**Supplied passage**

------------------------------------------------------------------------

I've made a couple local sales by word of mouth but mainly I sell on Etsy. I like online because I can cut them to whatever length the customer needs and fit the tip. Etsy is the best place for me to sell that I've found. I don't think Ebay is as good for hand made items and the other online venues I've seen are too small, not enough exposure.

My biggest gripe about Etsy is they've really relaxed their requirements on what they consider hand made. Pretty much to the point where their distinctions are meaningless IMO. I see a lot of sticks on there from the Ukraine and Turkey that I'm pretty sure are made under factory conditions. I also see some made with molded resin that almost certainly didn't come out of small work shops.

Pricing is something I'm not good at. I could actually use some advice in that area.

This one will probably be listed at $110. I figure it works out to about $8 an hour for me after expenses. Not a good way to get rich but then that's not why I make them.

I'm going to have to buy some wood for shanks this year. My supply of natural shanks is getting low again. I'll have to charge more for the turned ones to cover the cost of the wood. There's also some extra labor involved.

I've been averaging about two canes a month in sales with around 15 sticks listed on Etsy. I don't pay for any additional advertising. I've found that my higher priced canes sell faster than my lower priced ones.

My one attempt at a sale on Etsy really didn't give any noticeable results.

I have yet to sell a single hiking stick. I've had 4 of them listed for a while now. I won't be making very many (if any) more of them for sale.

Rodney


----------



## cobalt (Nov 14, 2013)

pity anout your hiking poles

the main reson i make them and sell them it offers more oppurtunit to carve differnt animals and birds and seems to be more in demand here than the states .I dont understand why but there is a huge variety of carved hiking poles here i suppose there all individual and it attracts more walkers.rambling here is a popular pastime which i suppose helps to express there charactet .

I dont see so many walking sticks though bUT characture walking sticks are different have made several with ducks birds and even a horse and bull on the front of a a cardigan stick .I have not made a simple walking stick yet all the ones i have been asked for have something on the front of them .

I only make sticks that take my fancy now but so many people ask me for one but i only offer what i have made now.and it has to be of interst to me to make one to order.

The wife says i am a awkward so and so but dont see the piont in making it to a deadline or if i dont like the subject matter after all i just do them when i want how i want for pleasure


----------



## LilysDad (Sep 25, 2014)

------------------------------------------------------------------------

[Stored data entries]
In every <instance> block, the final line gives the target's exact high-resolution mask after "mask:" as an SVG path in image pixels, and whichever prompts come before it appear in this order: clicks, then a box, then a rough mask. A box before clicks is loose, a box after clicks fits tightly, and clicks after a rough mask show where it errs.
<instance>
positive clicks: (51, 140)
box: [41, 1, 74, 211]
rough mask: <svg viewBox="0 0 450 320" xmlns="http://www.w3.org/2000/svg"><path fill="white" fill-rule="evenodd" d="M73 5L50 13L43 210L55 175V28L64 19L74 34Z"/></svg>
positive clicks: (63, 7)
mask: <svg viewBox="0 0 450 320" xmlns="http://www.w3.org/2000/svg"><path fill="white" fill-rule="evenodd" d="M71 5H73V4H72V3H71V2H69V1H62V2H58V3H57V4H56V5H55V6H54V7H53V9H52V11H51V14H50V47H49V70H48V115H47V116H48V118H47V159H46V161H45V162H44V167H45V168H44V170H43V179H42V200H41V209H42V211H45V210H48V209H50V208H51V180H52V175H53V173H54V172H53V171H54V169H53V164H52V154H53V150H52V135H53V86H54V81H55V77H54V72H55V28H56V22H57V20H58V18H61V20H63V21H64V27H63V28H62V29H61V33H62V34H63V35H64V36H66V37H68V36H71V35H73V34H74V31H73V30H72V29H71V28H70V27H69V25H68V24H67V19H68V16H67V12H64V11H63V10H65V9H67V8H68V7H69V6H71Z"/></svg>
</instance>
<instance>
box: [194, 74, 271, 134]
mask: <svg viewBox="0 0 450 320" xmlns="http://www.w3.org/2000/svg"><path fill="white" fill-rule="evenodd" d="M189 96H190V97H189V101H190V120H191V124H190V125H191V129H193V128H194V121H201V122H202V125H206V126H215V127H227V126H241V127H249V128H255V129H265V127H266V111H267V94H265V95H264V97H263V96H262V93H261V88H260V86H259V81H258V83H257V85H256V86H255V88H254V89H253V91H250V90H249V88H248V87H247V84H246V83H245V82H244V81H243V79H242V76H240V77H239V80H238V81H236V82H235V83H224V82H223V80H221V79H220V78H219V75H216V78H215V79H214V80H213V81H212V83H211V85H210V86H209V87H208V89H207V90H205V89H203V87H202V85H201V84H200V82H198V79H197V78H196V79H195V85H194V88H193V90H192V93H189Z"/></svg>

------------------------------------------------------------------------

**Activities**
1/ Write out, word for word, the part of the cane-selling thread that begins at the words "I dont see so" and stops after "(Sep 25, 2014)".
2/ Continue the forum thread about selling handmade canes and walking sticks from the point where it stops.

**Task-by-task outputs**
1/
I dont see so many walking sticks though bUT characture walking sticks are different have made several with ducks birds and even a horse and bull on the front of a a cardigan stick .I have not made a simple walking stick yet all the ones i have been asked for have something on the front of them .

I only make sticks that take my fancy now but so many people ask me for one but i only offer what i have made now.and it has to be of interst to me to make one to order.

The wife says i am a awkward so and so but dont see the piont in making it to a deadline or if i dont like the subject matter after all i just do them when i want how i want for pleasure


----------



## LilysDad (Sep 25, 2014)

2/
I have had little luck selling walking stick/cane/what you want to call thems because of Americans' associations with age, ill health and self pride; however my niece says that the younger folks would use a hiking stick. It would be simple to maintain a few plain sticks with a thong and maybe a simple wood burned symbol in stock that you can whip out when somebody shows an interest.


----------



## Rodney (Jun 12, 2015)

My market has been people who walk with a cane for various reasons. I do think you're right on that level. People don't buy canes if they don't need to use one.

IMO if you need a cane, a good looking wooden cane helps with the self image/pride issue.

I think my hiking sticks don't sell for a couple reasons.

Price is a big one, You can buy a hiking stick on Etsy for as little as $12. I won't bother selling a $12 stick. Mine look simple but I have a bunch of time in them. They get the same attention to detail as my canes.

Mine look simple. I think people here that buy sticks want some sort of carving or other decoration. I see people selling on Etsy who are pretty much giving their time away on carved sticks. There are a couple carvers on Etsy who sell high end art sticks but in their case they're selling the sticks as art and I doubt the people who buy them use them much.

I'm not a carver and can't compete on price on hiking sticks.

I'll stick with the market that works best for me. People who want a decent looking wooden cane at a decent price. Worst case is I can always cut my hiking sticks down and use them for shanks.

Rodney


----------



## cobalt (Nov 14, 2013)

I never bother with price people generally offer me a reasonable price to make one ,if they didint i just say no.

Once you start selling them word usually spreads and you will get asked for them .I do think that a unusual stick helps people to remember who made them and will often come back to you because you have made one for a friend..

It is worth the effort to carve toppers if you enjoy doing it you do get a better price and more enquires .

Just turned a offer down price was okay but the chap in question wanted a snake carving , not really interested in doing them and its a lot of work if its carried out in one piece . But unfortunately he was a bit persistent and he wanted to know why I wouldn't do one I just said I only carve when I want to do them. He was a bit offended but I shouldn't have to explain myself to anyone .

most people make there sticks to theme some are good with dogs birds etc. .I would offer what I have carved but if they don't want it that's fine but dogs and wild life always go down well


----------



## Gloops (Jan 23, 2015)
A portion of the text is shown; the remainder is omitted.